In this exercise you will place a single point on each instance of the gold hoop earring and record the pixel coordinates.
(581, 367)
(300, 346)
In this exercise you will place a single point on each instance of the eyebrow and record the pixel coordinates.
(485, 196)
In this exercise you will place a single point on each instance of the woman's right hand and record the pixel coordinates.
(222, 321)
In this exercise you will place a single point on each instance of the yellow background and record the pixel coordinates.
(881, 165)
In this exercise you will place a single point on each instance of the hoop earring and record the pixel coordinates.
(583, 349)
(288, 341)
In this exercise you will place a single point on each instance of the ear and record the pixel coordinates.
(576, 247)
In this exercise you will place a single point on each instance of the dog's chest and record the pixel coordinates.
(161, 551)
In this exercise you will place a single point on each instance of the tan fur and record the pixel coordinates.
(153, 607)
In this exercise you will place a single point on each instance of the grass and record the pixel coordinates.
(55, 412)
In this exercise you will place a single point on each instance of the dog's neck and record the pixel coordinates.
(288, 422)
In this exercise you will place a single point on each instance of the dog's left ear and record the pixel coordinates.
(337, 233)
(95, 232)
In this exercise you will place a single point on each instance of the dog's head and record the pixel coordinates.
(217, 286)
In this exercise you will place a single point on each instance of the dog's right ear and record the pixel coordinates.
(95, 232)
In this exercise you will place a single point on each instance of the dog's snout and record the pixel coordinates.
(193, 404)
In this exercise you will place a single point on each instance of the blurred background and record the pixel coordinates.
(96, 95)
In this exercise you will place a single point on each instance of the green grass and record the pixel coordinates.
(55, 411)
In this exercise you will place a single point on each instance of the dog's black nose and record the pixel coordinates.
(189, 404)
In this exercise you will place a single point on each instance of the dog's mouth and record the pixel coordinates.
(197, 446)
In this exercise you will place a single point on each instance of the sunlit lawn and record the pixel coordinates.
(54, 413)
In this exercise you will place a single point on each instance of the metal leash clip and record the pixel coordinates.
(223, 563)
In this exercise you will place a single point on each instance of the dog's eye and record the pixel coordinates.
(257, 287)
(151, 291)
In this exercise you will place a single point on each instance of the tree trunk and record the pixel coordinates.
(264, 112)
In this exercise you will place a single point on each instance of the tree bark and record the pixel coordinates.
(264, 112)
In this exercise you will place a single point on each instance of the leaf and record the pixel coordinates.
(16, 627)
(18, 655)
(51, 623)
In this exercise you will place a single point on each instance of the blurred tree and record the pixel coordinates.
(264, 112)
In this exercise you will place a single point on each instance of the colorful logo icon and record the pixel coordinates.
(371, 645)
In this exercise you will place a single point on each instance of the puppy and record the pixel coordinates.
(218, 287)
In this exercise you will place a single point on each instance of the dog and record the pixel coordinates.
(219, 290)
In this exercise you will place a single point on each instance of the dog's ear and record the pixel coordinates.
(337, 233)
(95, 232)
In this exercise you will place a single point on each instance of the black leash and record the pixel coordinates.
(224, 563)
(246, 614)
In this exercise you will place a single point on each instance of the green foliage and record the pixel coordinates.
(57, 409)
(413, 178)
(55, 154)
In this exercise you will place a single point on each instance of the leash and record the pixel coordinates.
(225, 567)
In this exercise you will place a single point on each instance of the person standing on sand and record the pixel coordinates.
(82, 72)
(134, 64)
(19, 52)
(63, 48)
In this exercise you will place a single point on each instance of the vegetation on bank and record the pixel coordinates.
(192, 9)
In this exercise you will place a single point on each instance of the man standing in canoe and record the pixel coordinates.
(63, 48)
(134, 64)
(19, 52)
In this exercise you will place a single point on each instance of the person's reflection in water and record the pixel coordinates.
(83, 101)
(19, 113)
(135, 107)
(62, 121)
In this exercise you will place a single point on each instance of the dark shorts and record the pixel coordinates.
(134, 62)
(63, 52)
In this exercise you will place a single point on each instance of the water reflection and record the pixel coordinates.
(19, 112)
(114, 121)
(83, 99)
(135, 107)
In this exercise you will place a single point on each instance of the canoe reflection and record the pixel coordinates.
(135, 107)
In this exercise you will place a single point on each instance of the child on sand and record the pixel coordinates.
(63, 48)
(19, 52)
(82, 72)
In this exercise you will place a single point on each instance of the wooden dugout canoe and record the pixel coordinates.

STATED GOAL: Give a word-for-word copy of the records.

WRITTEN REPLY:
In this exercise you will place a single point on each instance of the gold hoop earring and record the pixel coordinates.
(581, 367)
(300, 346)
In this exercise you will place a single point on each instance of the eyebrow and record the pixel coordinates.
(485, 196)
In this exercise you will place a single point on each instance of the woman's right hand and record the pixel coordinates.
(222, 321)
In this exercise you will place a single point on each instance of the yellow background and record the pixel coordinates.
(881, 165)
In this exercise you will place a single point on each instance of the hoop earring and record the pixel coordinates.
(583, 349)
(288, 341)
In this exercise you will place a single point on each instance of the ear and record the pixel coordinates.
(576, 247)
In this exercise you will place a single point on each instance of the dog's chest and record the pixel coordinates.
(161, 551)
In this exercise you will place a single point on each instance of the tan fur and record the pixel coordinates.
(153, 607)
In this exercise you will place a single point on each instance of the grass and record the pixel coordinates.
(55, 412)
In this exercise you will place a single point on each instance of the dog's neck and record the pixel coordinates.
(288, 422)
In this exercise you will place a single point on each instance of the dog's left ear and record the pixel coordinates.
(337, 233)
(95, 232)
In this exercise you will place a single point on each instance of the dog's head and record the pixel coordinates.
(217, 286)
In this exercise you will place a single point on each instance of the dog's right ear and record the pixel coordinates.
(95, 232)
In this exercise you will place a single point on each instance of the dog's snout and record the pixel coordinates.
(193, 404)
In this exercise you will place a single point on each instance of the blurred background and record the pixel coordinates.
(96, 95)
In this exercise you will place a single point on each instance of the green grass and record the pixel coordinates.
(55, 411)
In this exercise you will place a single point on each instance of the dog's black nose and record the pixel coordinates.
(189, 404)
In this exercise you will place a single point on each instance of the dog's mouth and record the pixel coordinates.
(197, 446)
In this exercise you will place a single point on each instance of the sunlit lawn and record the pixel coordinates.
(54, 413)
In this exercise you will place a single point on each instance of the metal leash clip and record the pixel coordinates.
(223, 563)
In this exercise you will place a single point on each instance of the dog's eye and record the pixel coordinates.
(257, 287)
(151, 291)
In this exercise you will place a single point on each instance of the tree trunk and record the pixel coordinates.
(264, 112)
In this exercise you will place a single point on each instance of the tree bark and record the pixel coordinates.
(264, 112)
In this exercise you will place a single point on each instance of the leaf and record the pixel coordinates.
(16, 627)
(18, 655)
(51, 623)
In this exercise you will place a single point on each instance of the blurred tree and record the pixel coordinates.
(264, 112)
In this exercise you will place a single point on each instance of the colorful logo icon and record the pixel coordinates.
(371, 645)
In this exercise you will place a single point on each instance of the puppy and record the pixel coordinates.
(218, 287)
In this exercise you will place a single point on each instance of the dog and record the pixel coordinates.
(219, 290)
In this exercise you will place a single point on each instance of the dog's ear and record the pixel coordinates.
(337, 233)
(95, 232)
In this exercise you will place a single point on each instance of the black leash and record the pixel coordinates.
(224, 563)
(246, 614)
In this exercise you will place a single point on each instance of the green foliage and record the pixel coordinates.
(57, 409)
(413, 178)
(55, 154)
In this exercise you will place a single point on each instance of the leash and record the pixel coordinates.
(225, 567)
In this exercise you will place a single point on each instance of the person standing on sand and record the pixel coordinates.
(82, 72)
(134, 64)
(19, 52)
(63, 48)
In this exercise you will place a single point on each instance of the vegetation on bank and record the pixel coordinates.
(192, 9)
In this exercise you will place a single point on each instance of the man standing in canoe and record the pixel coordinates.
(63, 48)
(134, 64)
(19, 52)
In this exercise you will place a single point on each instance of the person's reflection in water and record the pixel coordinates.
(83, 101)
(19, 113)
(135, 107)
(62, 121)
In this exercise you will place a single point on each instance of the dark shorts and record the pixel coordinates.
(134, 62)
(63, 52)
In this exercise you will place a single point on each instance of the water reflection and record the pixel coordinates.
(19, 112)
(114, 121)
(83, 99)
(135, 107)
In this exercise you will place a single point on each instance of the canoe reflection and record the pixel coordinates.
(135, 107)
In this exercise you will place a single point on each instance of the child on sand and record the pixel coordinates.
(63, 48)
(19, 52)
(82, 72)
In this exercise you will place a single point on each instance of the wooden dugout canoe and record the pixel coordinates.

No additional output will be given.